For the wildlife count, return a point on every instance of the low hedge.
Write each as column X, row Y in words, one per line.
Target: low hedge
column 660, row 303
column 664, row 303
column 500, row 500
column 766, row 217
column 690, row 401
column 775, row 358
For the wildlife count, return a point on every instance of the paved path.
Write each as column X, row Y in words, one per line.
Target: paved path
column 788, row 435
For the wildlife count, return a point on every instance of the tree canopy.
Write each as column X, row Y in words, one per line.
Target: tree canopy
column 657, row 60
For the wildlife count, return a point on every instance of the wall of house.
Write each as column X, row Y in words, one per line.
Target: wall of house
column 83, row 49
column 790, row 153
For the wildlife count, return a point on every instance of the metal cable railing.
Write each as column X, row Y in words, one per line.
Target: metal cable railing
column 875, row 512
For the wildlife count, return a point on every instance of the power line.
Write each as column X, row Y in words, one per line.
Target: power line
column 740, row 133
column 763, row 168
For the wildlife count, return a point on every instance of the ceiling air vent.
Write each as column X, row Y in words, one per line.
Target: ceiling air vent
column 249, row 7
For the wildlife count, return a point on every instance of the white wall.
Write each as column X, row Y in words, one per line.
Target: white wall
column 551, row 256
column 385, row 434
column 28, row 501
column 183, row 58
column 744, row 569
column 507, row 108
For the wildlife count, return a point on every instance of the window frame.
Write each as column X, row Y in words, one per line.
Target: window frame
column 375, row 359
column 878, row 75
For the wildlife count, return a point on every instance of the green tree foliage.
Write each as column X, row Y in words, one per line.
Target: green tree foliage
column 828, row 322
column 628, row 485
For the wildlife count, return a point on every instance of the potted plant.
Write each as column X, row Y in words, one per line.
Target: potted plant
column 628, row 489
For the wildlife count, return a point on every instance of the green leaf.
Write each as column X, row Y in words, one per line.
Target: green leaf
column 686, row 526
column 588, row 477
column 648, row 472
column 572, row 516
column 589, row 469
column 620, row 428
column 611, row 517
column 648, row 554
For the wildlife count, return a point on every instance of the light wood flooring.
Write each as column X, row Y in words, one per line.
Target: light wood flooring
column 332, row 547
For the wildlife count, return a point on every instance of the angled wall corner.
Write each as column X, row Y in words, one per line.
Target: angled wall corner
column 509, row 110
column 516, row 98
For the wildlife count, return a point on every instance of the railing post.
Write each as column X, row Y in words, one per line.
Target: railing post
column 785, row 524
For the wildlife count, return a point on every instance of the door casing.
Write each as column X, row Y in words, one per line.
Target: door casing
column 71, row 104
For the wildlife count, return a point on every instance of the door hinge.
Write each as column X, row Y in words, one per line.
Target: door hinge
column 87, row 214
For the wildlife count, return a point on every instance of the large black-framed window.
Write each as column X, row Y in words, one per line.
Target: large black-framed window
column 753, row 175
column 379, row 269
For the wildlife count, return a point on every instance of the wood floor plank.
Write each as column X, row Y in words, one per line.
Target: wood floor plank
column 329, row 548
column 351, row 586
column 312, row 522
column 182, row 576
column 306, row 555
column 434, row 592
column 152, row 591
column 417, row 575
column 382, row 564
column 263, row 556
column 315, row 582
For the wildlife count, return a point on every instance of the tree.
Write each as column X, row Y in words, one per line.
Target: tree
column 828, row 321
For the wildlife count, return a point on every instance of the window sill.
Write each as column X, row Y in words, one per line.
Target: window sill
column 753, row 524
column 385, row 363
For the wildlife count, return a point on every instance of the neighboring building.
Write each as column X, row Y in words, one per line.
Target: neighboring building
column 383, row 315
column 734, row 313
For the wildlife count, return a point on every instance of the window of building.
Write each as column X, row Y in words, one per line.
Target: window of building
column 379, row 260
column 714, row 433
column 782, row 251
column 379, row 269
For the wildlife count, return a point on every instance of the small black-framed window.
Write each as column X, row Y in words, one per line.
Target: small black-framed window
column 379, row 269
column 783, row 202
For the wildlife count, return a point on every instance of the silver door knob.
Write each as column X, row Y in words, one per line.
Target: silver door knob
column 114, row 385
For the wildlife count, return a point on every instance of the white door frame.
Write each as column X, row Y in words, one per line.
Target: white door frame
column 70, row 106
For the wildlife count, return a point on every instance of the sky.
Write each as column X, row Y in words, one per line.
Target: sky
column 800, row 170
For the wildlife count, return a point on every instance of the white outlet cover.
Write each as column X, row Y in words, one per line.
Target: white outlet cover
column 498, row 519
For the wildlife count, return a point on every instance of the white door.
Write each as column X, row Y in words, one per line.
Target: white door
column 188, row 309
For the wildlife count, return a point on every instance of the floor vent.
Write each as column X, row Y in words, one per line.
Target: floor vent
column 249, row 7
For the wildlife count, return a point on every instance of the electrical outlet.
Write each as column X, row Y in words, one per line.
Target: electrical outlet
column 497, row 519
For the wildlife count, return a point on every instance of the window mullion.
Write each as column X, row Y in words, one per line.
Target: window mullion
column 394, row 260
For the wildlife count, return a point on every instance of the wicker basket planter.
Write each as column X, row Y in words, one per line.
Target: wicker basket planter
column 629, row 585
···
● **EXERCISE GOAL**: Everything in the listing needs to appear again exactly.

● **YOUR RESPONSE**:
For the wildlife count, return a point on every instance of the low hedge.
Write each as column X, row Y in words, one per line.
Target: low hedge
column 660, row 303
column 664, row 303
column 500, row 500
column 766, row 217
column 690, row 401
column 775, row 358
For the wildlife count, return a point on every instance of the paved path.
Write each as column X, row Y in words, one per line.
Target: paved path
column 788, row 435
For the wildlife count, return a point on every instance of the tree canopy.
Write each as column X, row Y in words, one per line.
Target: tree canopy
column 657, row 60
For the wildlife count, return a point on every instance of the wall of house.
Write each as column X, row Y in words, one per line.
Target: wall of house
column 83, row 49
column 790, row 153
For the wildlife count, return a point on every instance of the metal cable railing.
Write each as column X, row Y in words, one per line.
Target: metal cable railing
column 875, row 512
For the wildlife count, return a point on every instance of the power line.
Write each as column X, row Y in words, one per line.
Target: power line
column 740, row 133
column 763, row 168
For the wildlife count, return a point on every instance of the ceiling air vent.
Write each as column X, row Y in words, one per line.
Target: ceiling air vent
column 249, row 7
For the wildlife count, return a point on every instance of the white wall.
Write each as column X, row Y in words, one per line.
Target: white wall
column 551, row 256
column 385, row 434
column 28, row 501
column 183, row 58
column 744, row 569
column 507, row 108
For the wildlife count, return a point on every instance of the window frame.
Write each as column X, row Y in words, one per line.
Target: window frame
column 375, row 359
column 878, row 75
For the wildlife count, return a point on every instance of the green tree foliage.
Write each as column X, row Y in words, one per line.
Target: green tree foliage
column 828, row 322
column 628, row 485
For the wildlife count, return a point on every instance of the potted plant.
Write each as column X, row Y in words, one per line.
Target: potted plant
column 628, row 489
For the wildlife count, return a point on every instance of the green leaf.
Write each as column X, row Y in words, one per line.
Target: green leaf
column 686, row 526
column 588, row 477
column 648, row 472
column 572, row 516
column 589, row 469
column 620, row 428
column 611, row 517
column 648, row 554
For the wildlife count, return a point on every instance of the light wood flooring.
Write each as column X, row Y in words, one per line.
Target: light wood flooring
column 332, row 547
For the wildlife count, return a point on every instance of the angled wall corner.
Write each as column X, row Y in words, one per line.
Target: angled wall corner
column 509, row 110
column 516, row 98
For the wildlife count, return a point on every instance of the railing post.
Write each as column X, row Y in words, one per line.
Target: railing post
column 785, row 524
For the wildlife count, return a point on every instance of the door casing.
Write each as column X, row Y in words, one per line.
Target: door casing
column 71, row 104
For the wildlife count, return a point on every instance of the door hinge.
Write each as column X, row Y in words, one per line.
Target: door hinge
column 87, row 214
For the wildlife count, return a point on every instance of the large black-framed window.
Write each as column X, row Y in words, one per line.
Target: large black-framed window
column 753, row 175
column 379, row 269
For the wildlife count, return a point on every instance of the wood floor plank.
Write each as column X, row Y in words, one per line.
Target: wood floor plank
column 329, row 548
column 351, row 586
column 312, row 522
column 182, row 576
column 306, row 555
column 434, row 592
column 152, row 591
column 417, row 575
column 382, row 564
column 263, row 556
column 315, row 582
For the wildlife count, return a point on every instance of the tree.
Write each as column X, row Y in words, one per line.
Target: tree
column 828, row 321
For the wildlife count, return a point on every instance of the window sill.
Write each as column X, row Y in words, one per line.
Target: window sill
column 753, row 524
column 385, row 363
For the wildlife count, return a point on every instance of the neighboring building.
Write each as column X, row Y in words, one per line.
Target: neighboring building
column 383, row 315
column 734, row 313
For the wildlife count, return a point on every instance of the window of building.
Write each as column X, row Y in words, one per line.
Target: window of building
column 379, row 260
column 714, row 433
column 782, row 251
column 379, row 269
For the wildlife count, return a point on every instance of the small black-framed window.
Write each as column X, row Y in words, one per line.
Target: small black-framed window
column 379, row 269
column 783, row 202
For the wildlife count, return a point on every instance of the silver door knob.
Write each as column X, row Y in words, one per line.
Target: silver door knob
column 114, row 385
For the wildlife count, return a point on every instance of the white door frame.
Write each as column X, row Y in words, one per line.
Target: white door frame
column 70, row 106
For the wildlife count, return a point on every instance of the sky.
Write each as column X, row Y in words, one per line.
Target: sky
column 800, row 170
For the wildlife count, return a point on every instance of the white outlet cover.
Write each as column X, row Y in words, one per line.
Target: white outlet cover
column 498, row 519
For the wildlife count, return a point on every instance of the white door.
Write each as column X, row Y in words, one per line.
Target: white door
column 188, row 309
For the wildlife count, return a point on every instance of the floor vent.
Write each as column X, row Y in words, one per line.
Target: floor vent
column 249, row 7
For the wildlife count, return a point on every instance of the electrical outlet.
Write each as column X, row Y in words, one per line.
Target: electrical outlet
column 497, row 519
For the wildlife count, return a point on every instance of the window mullion.
Write each as column X, row Y in words, one per line.
Target: window mullion
column 394, row 260
For the wildlife count, return a point on every instance of the wicker basket planter.
Write each as column X, row Y in words, one per line.
Target: wicker basket planter
column 629, row 585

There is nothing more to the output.